What is required.
Swap "whole pixels" for "integer pixels" everywhere it occurs in the listing below. Reproduce the listing with every other line left as it is.

Rows from a dataset for segmentation:
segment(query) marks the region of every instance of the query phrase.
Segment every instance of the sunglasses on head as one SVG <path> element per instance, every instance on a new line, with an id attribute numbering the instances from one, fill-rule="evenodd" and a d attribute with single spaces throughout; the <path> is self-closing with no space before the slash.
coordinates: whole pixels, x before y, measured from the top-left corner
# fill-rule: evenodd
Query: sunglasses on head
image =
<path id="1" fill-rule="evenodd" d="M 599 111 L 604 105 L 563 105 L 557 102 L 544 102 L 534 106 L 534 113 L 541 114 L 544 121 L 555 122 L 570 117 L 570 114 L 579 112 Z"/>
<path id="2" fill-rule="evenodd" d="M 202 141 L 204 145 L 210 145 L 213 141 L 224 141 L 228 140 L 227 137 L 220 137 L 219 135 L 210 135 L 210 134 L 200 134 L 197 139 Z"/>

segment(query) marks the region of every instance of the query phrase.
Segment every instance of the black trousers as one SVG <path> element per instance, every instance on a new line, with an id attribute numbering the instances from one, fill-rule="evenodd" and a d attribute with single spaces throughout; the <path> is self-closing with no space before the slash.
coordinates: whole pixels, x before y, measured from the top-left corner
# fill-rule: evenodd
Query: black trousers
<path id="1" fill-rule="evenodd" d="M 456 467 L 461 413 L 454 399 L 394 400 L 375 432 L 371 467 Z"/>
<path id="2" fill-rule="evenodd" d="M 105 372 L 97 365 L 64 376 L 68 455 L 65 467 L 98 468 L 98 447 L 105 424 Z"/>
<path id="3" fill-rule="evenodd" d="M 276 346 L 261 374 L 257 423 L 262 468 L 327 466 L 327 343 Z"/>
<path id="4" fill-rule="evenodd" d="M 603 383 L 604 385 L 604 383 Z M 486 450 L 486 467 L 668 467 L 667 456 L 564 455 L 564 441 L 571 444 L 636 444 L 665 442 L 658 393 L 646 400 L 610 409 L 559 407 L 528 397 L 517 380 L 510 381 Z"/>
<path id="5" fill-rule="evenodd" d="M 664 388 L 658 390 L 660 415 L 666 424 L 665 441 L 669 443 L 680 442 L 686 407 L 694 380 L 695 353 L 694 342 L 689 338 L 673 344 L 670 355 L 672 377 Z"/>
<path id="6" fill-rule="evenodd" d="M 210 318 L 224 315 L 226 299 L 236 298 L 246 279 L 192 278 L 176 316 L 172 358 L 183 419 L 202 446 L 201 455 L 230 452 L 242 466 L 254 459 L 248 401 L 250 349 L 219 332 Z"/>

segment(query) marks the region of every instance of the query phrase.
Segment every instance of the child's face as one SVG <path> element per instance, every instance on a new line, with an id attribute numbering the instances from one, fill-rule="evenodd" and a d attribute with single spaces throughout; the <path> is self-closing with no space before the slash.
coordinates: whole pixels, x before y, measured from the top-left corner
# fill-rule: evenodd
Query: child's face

Solution.
segment(query) marks the region of every instance of the query phrase.
Segment every instance of the sunglasses on head as one SVG <path> element per instance, every instance on a new line, with an id attribute numbering the instances from one, fill-rule="evenodd" and a d attribute with single spaces throughout; the <path> is self-closing with no space before the slash.
coordinates: integer pixels, x before y, measured from the top-left corner
# fill-rule: evenodd
Query: sunglasses on head
image =
<path id="1" fill-rule="evenodd" d="M 599 111 L 604 105 L 563 105 L 557 102 L 544 102 L 534 106 L 534 113 L 541 114 L 544 121 L 555 122 L 570 117 L 570 114 L 579 112 Z"/>
<path id="2" fill-rule="evenodd" d="M 202 141 L 204 145 L 210 145 L 213 141 L 224 141 L 228 140 L 227 137 L 220 137 L 219 135 L 210 135 L 210 134 L 200 134 L 197 139 Z"/>

segment(query) marks the region of every instance of the query phrase.
Segment every instance of the black trousers as one SVG <path> element per instance, every instance on a new line, with an id attribute numbering the instances from one, fill-rule="evenodd" and a d attribute with single spaces throughout; the <path> is self-closing with no space before the slash.
coordinates: integer pixels, x before y, measured from the top-left corner
# fill-rule: evenodd
Query: black trousers
<path id="1" fill-rule="evenodd" d="M 456 467 L 461 413 L 454 399 L 394 400 L 375 432 L 371 467 Z"/>
<path id="2" fill-rule="evenodd" d="M 105 372 L 97 365 L 64 376 L 68 455 L 65 467 L 98 468 L 98 447 L 105 424 Z"/>
<path id="3" fill-rule="evenodd" d="M 276 346 L 261 374 L 257 423 L 262 468 L 327 466 L 327 343 Z"/>
<path id="4" fill-rule="evenodd" d="M 603 383 L 604 385 L 604 383 Z M 486 450 L 486 467 L 668 467 L 667 456 L 564 455 L 564 441 L 571 444 L 636 444 L 665 442 L 658 393 L 646 400 L 610 409 L 559 407 L 528 397 L 517 380 L 510 381 Z"/>
<path id="5" fill-rule="evenodd" d="M 664 388 L 658 390 L 660 415 L 666 424 L 665 441 L 669 443 L 680 442 L 686 407 L 694 380 L 695 353 L 694 342 L 689 338 L 673 344 L 670 355 L 672 377 Z"/>
<path id="6" fill-rule="evenodd" d="M 210 318 L 224 315 L 226 299 L 236 298 L 246 279 L 192 278 L 176 316 L 172 358 L 183 419 L 202 446 L 201 455 L 230 452 L 242 466 L 254 459 L 248 401 L 250 349 L 219 332 Z"/>

segment(query) marks the region of every instance of the query phrase.
Segment every instance of the child's face as one SVG <path> element per instance, every instance on a new line, with an id attribute numbering the instances from one, fill-rule="evenodd" and a d attribute with single spaces throughout; the <path> is self-closing with no space before the slash.
coordinates: integer pixels, x before y, measured from the top-left corner
# fill-rule: evenodd
Query: child's face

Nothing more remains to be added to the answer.